[[ Provided information, beginning ]]

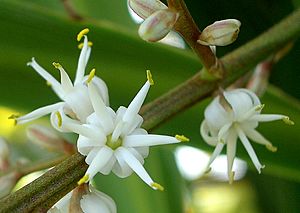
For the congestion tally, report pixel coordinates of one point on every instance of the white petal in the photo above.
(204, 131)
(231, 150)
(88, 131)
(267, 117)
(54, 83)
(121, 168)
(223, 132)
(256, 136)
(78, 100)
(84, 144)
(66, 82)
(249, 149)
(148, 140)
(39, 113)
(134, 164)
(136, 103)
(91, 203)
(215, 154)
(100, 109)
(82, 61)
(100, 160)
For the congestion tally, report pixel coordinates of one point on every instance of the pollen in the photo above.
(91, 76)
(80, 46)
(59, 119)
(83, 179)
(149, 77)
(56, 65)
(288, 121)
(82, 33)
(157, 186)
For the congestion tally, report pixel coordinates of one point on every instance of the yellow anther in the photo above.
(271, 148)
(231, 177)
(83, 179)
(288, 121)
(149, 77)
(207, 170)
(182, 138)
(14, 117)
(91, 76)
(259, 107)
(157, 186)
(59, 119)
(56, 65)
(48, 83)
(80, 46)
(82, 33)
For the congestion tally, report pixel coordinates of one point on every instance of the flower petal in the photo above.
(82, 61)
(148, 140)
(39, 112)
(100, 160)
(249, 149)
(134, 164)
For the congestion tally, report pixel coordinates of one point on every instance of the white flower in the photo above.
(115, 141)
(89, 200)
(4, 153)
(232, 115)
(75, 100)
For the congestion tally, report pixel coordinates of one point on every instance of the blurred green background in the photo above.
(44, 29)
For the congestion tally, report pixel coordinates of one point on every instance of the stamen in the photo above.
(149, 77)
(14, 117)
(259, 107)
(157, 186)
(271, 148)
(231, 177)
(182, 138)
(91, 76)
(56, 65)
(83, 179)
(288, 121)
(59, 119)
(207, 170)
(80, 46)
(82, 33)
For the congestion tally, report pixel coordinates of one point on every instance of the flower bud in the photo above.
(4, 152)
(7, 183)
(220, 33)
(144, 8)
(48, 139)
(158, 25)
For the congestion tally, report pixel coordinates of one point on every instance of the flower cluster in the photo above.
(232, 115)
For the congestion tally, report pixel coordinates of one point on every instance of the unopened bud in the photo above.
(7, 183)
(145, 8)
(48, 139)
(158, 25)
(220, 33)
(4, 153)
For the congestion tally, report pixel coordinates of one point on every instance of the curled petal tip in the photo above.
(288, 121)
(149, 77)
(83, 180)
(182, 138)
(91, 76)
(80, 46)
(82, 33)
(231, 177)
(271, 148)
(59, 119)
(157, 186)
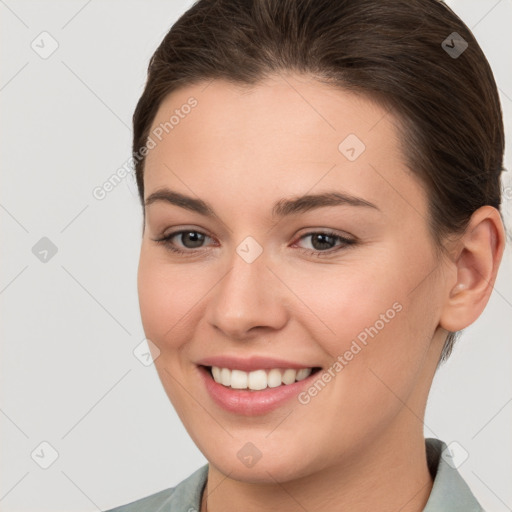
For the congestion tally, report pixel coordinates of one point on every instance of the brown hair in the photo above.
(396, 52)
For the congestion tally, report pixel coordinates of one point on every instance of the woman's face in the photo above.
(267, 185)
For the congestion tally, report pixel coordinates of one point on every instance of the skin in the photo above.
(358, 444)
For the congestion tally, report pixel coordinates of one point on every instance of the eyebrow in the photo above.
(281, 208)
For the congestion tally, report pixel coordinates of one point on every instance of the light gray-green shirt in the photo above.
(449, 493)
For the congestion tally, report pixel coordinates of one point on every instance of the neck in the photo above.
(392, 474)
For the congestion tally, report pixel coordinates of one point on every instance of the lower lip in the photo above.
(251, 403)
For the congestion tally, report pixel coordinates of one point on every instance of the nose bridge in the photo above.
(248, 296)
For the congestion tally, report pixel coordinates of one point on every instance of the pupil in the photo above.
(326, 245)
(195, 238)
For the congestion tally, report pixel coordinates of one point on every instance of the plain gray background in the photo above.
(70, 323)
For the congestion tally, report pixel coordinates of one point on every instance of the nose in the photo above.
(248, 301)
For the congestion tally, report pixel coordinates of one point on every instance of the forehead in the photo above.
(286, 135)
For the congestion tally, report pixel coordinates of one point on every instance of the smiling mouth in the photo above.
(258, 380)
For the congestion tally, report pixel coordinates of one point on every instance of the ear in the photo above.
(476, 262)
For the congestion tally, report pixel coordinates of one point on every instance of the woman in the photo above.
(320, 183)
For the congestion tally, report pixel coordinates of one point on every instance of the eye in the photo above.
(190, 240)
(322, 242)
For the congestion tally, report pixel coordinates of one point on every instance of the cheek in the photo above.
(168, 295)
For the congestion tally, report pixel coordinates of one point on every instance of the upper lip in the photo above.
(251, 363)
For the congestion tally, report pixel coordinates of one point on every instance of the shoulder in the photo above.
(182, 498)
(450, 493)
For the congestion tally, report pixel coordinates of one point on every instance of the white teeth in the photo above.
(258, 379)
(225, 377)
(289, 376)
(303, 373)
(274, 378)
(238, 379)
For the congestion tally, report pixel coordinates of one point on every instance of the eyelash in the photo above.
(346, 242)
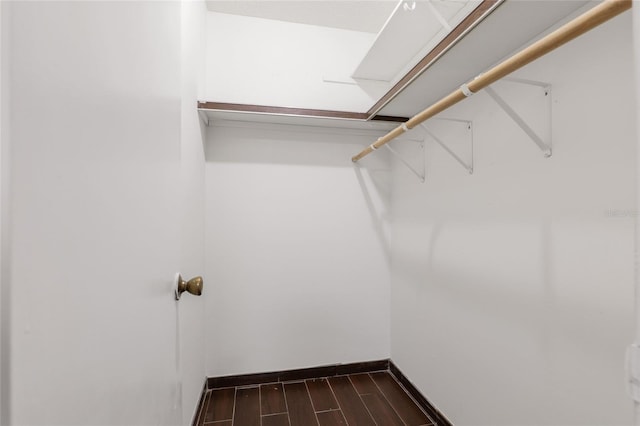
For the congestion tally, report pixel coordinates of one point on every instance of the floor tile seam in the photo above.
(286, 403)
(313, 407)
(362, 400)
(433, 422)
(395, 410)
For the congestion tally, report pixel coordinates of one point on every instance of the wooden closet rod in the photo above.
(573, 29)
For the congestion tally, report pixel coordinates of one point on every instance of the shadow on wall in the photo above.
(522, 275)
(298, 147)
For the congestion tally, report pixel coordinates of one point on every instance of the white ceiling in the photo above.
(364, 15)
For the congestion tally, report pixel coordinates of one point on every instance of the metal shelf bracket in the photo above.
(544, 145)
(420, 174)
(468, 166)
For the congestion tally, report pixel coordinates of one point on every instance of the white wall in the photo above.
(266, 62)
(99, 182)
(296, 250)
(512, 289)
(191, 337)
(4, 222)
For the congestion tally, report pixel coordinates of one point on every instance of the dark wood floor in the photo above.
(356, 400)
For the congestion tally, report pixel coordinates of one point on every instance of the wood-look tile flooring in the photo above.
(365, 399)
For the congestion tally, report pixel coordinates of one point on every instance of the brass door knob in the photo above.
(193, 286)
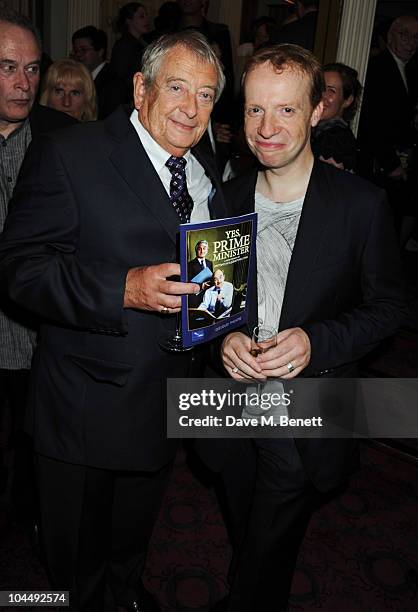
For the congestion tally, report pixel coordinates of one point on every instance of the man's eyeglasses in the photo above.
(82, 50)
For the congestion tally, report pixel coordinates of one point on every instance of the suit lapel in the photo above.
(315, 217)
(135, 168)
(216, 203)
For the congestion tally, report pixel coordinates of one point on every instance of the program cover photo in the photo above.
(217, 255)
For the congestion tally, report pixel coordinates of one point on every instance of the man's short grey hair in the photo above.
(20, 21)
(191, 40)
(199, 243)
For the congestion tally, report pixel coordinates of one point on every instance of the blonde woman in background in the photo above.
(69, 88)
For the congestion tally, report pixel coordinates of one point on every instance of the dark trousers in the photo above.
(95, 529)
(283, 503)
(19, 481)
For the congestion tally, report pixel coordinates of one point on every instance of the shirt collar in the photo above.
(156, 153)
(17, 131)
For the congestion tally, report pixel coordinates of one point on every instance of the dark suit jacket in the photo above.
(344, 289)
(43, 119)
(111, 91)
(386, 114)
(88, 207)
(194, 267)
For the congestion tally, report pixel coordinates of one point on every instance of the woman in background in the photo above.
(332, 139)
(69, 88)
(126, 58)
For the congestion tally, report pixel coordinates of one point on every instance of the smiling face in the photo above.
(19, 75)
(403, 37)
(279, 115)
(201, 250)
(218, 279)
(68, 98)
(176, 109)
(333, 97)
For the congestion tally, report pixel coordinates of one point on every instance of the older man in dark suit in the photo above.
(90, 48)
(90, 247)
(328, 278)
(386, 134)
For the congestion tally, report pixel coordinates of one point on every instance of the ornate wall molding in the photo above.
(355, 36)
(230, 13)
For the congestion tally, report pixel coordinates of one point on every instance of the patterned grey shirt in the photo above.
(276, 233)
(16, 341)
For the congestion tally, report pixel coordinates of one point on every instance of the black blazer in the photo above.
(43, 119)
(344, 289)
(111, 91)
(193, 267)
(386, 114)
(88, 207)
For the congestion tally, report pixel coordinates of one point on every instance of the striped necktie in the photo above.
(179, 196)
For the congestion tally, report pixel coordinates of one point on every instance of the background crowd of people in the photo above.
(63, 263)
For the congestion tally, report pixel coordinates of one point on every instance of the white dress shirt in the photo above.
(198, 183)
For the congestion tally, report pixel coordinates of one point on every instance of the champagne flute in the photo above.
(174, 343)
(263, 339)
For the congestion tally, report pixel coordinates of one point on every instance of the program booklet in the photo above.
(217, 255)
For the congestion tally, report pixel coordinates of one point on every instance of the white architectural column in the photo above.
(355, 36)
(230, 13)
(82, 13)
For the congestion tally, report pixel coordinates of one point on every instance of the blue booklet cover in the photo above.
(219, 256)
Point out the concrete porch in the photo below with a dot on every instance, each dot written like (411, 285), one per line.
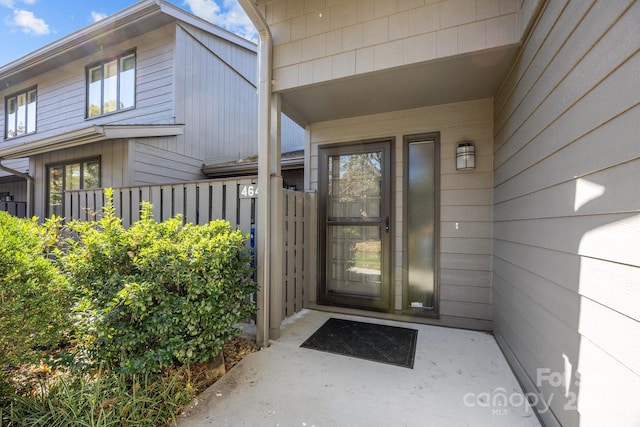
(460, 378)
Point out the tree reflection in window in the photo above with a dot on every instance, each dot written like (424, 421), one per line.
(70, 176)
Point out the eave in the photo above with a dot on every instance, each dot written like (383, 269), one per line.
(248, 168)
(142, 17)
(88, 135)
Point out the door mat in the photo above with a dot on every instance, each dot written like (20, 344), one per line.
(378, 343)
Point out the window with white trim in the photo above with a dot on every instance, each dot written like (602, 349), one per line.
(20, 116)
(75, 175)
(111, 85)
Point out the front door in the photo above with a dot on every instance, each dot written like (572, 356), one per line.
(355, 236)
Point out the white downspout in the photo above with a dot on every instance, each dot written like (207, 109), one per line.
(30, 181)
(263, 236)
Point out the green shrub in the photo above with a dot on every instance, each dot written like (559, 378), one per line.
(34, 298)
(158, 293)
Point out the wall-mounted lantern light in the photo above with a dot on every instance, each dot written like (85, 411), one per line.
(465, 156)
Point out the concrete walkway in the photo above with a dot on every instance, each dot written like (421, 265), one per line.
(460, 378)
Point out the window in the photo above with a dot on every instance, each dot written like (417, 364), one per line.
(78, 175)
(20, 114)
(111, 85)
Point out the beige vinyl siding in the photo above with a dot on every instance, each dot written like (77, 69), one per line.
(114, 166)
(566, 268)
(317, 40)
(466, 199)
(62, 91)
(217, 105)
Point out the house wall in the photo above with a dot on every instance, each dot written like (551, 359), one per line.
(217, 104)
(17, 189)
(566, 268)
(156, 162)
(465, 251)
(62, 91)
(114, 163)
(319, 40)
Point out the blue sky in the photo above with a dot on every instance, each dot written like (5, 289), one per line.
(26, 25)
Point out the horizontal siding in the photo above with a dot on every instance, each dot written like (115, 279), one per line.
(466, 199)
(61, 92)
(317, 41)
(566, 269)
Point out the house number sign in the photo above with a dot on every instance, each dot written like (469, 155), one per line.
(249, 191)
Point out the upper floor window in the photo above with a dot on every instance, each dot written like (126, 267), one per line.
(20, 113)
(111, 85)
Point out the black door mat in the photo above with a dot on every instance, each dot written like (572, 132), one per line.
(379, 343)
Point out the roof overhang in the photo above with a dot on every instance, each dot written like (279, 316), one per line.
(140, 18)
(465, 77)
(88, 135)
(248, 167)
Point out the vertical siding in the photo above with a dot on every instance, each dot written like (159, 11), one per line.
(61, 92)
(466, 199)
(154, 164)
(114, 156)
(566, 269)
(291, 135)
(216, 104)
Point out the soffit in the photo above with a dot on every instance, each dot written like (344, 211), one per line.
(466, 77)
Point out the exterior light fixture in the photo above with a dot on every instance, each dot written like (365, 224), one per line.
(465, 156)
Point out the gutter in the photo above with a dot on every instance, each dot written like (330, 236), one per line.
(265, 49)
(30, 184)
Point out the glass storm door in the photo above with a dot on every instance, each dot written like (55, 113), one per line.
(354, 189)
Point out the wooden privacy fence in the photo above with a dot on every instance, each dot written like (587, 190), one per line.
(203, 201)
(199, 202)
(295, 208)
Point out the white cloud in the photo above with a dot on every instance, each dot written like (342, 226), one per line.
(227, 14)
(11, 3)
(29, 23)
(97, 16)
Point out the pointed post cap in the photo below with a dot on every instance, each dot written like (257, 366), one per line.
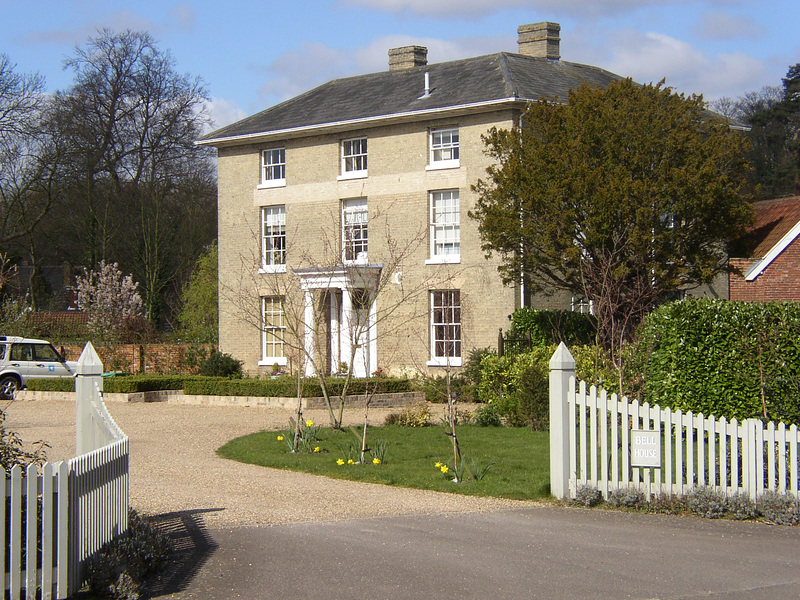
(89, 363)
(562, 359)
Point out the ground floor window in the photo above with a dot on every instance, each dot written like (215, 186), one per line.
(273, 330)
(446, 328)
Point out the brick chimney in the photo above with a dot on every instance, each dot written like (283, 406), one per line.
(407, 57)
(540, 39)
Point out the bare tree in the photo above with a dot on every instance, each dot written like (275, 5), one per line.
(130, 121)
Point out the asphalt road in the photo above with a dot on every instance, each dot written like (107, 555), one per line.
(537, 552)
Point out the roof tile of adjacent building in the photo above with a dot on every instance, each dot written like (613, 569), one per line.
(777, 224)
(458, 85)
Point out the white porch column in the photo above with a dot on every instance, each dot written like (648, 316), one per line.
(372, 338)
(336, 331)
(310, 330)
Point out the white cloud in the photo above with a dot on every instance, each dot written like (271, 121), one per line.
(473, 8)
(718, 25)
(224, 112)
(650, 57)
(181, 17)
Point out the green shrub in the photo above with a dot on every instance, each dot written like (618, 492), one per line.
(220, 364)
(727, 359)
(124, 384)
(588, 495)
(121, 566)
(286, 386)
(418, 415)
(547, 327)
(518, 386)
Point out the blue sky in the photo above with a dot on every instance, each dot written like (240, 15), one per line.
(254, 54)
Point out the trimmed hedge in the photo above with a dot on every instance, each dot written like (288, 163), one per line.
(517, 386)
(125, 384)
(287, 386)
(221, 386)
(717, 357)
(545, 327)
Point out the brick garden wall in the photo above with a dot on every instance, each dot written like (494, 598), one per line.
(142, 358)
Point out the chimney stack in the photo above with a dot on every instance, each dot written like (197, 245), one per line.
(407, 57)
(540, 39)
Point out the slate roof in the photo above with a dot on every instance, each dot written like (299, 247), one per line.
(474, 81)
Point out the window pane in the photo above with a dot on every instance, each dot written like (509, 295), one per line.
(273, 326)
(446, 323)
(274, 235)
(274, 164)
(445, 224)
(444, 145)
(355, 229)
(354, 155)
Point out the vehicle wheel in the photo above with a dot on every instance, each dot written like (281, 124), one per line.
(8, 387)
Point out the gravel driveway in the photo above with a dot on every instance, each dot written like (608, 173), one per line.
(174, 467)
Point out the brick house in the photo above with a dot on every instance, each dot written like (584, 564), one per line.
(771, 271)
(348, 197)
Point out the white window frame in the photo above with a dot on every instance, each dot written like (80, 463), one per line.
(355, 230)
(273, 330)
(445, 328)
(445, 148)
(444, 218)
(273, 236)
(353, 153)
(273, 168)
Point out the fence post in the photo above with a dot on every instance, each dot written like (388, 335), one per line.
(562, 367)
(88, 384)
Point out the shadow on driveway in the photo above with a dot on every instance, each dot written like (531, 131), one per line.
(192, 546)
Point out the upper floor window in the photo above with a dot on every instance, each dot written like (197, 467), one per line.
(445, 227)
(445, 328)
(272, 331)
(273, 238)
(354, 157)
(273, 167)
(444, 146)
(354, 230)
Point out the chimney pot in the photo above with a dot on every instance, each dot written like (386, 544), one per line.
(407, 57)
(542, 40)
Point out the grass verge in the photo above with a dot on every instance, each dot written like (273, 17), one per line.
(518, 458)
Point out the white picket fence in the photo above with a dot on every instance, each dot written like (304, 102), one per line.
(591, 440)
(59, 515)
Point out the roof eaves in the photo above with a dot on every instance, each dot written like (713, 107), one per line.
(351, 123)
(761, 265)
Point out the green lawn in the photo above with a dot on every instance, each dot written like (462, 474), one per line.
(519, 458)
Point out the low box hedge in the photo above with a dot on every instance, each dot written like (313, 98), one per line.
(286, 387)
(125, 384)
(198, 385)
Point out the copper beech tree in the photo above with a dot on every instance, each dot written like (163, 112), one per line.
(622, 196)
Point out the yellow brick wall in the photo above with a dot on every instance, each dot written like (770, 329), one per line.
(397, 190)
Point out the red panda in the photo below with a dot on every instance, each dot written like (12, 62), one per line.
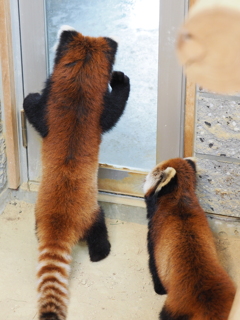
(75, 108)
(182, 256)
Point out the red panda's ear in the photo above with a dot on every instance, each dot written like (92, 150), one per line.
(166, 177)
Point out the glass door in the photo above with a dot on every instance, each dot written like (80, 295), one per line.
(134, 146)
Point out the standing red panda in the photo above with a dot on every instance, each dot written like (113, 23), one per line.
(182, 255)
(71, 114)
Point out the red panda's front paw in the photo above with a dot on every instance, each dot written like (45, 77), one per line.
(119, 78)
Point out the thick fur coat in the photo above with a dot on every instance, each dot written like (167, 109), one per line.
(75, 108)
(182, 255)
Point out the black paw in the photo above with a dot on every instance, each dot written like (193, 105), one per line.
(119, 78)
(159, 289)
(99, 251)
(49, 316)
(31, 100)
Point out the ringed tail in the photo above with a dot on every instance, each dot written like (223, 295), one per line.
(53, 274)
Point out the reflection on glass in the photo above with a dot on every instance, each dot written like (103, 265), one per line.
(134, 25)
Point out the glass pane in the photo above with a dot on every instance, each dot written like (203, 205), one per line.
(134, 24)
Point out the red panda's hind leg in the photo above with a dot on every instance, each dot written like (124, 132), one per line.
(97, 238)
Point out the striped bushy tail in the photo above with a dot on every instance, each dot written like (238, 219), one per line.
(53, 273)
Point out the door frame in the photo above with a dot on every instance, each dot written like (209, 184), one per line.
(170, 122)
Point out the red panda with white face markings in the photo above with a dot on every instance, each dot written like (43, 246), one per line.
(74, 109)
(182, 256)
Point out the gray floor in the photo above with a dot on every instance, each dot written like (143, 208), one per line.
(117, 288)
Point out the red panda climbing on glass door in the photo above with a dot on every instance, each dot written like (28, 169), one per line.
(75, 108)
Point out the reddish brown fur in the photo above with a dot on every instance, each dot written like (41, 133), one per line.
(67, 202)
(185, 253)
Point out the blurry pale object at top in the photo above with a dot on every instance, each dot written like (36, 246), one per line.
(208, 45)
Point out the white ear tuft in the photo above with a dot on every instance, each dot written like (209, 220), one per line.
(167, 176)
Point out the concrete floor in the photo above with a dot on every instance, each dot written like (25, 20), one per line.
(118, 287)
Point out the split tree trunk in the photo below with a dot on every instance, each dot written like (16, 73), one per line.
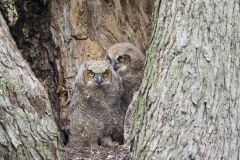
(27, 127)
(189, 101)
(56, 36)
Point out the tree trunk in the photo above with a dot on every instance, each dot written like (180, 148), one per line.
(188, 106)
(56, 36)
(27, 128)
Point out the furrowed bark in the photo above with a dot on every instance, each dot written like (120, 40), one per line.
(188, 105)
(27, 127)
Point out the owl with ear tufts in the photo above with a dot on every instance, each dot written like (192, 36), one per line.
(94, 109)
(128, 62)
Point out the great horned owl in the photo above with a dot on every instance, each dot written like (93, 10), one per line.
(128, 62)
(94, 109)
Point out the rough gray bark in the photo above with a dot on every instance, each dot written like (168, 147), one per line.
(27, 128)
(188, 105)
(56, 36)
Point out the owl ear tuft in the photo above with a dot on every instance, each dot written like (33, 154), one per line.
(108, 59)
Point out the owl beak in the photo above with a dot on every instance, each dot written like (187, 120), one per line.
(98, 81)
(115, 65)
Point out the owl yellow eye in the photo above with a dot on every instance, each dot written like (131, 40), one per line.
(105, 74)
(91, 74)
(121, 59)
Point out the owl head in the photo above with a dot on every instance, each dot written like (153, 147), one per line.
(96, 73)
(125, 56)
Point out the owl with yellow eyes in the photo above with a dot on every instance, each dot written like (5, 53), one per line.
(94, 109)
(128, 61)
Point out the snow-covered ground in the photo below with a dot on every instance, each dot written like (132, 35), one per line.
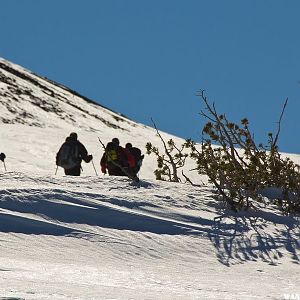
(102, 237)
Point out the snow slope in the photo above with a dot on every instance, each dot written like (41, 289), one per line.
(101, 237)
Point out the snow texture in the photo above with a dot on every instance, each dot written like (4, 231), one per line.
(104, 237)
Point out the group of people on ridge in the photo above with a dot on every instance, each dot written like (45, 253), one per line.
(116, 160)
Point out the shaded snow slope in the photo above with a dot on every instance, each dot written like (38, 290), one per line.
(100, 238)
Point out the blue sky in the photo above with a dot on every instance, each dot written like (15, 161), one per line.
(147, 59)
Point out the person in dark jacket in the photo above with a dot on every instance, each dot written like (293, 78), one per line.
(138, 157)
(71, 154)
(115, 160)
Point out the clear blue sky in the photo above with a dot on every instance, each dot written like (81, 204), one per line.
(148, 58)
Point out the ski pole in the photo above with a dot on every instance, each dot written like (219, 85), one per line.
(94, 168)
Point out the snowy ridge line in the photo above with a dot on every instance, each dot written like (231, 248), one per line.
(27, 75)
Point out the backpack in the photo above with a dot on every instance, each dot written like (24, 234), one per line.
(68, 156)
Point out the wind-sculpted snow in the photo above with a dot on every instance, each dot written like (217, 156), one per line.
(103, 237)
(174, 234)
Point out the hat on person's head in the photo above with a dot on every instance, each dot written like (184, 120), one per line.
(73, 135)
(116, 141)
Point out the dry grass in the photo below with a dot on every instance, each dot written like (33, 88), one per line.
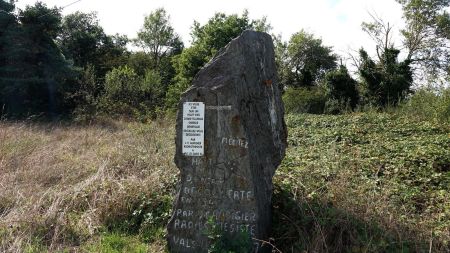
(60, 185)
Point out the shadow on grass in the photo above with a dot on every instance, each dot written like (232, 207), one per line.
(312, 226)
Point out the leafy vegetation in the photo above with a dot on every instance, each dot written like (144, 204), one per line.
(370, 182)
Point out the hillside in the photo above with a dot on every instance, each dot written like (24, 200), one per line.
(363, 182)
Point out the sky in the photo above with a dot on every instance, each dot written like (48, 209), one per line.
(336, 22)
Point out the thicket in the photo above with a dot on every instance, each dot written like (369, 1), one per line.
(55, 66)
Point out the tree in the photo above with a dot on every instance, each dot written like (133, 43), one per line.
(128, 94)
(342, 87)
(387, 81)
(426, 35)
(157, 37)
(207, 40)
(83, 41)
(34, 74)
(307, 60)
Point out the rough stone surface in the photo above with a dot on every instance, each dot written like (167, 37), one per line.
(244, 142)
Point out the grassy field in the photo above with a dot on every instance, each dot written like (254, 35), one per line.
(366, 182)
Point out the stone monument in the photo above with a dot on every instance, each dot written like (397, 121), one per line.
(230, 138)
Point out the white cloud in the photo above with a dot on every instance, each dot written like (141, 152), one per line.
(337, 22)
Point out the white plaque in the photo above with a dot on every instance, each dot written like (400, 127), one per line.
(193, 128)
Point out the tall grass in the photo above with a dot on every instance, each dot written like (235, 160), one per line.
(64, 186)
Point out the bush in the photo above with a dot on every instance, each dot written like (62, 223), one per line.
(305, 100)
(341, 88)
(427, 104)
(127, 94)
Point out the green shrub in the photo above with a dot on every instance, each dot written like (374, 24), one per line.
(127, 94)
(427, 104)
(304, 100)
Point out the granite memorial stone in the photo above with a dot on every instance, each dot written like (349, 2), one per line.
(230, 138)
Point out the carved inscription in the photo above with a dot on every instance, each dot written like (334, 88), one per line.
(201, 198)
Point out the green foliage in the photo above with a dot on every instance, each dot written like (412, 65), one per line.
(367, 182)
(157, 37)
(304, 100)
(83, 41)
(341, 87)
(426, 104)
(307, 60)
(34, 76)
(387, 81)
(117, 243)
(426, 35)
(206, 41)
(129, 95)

[[ Provided information, end ]]

_Aim of the exercise_
Restate word for word the lines running from the line that holds "Point out the carved" to the final line of the entries.

_Task output_
Point out the carved inscription in the photo above with a dot on every instance, each dot written like (334, 88), one per line.
(201, 198)
Point out the green foliage in the photo above with a dot on every instance, each dot written like (412, 65), one per line.
(367, 182)
(157, 37)
(304, 100)
(83, 41)
(341, 87)
(426, 104)
(307, 60)
(34, 76)
(387, 81)
(117, 243)
(426, 35)
(206, 41)
(129, 95)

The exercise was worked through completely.